■ Required work:
Could you copy out the rows below line by line, keeping every character unchanged?

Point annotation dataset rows
____
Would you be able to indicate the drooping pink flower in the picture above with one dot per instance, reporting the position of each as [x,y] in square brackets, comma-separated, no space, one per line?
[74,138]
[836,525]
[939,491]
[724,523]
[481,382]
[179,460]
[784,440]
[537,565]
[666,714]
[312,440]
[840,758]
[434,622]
____
■ Solved problem:
Would you be able to indicate the drooping pink flower in the picture above with one dot per instance, reporting the position of each as [x,y] in square brackets, comma-separated, no space, one per line?
[74,138]
[836,525]
[939,491]
[724,523]
[481,382]
[179,460]
[784,440]
[537,565]
[666,714]
[312,440]
[840,758]
[434,622]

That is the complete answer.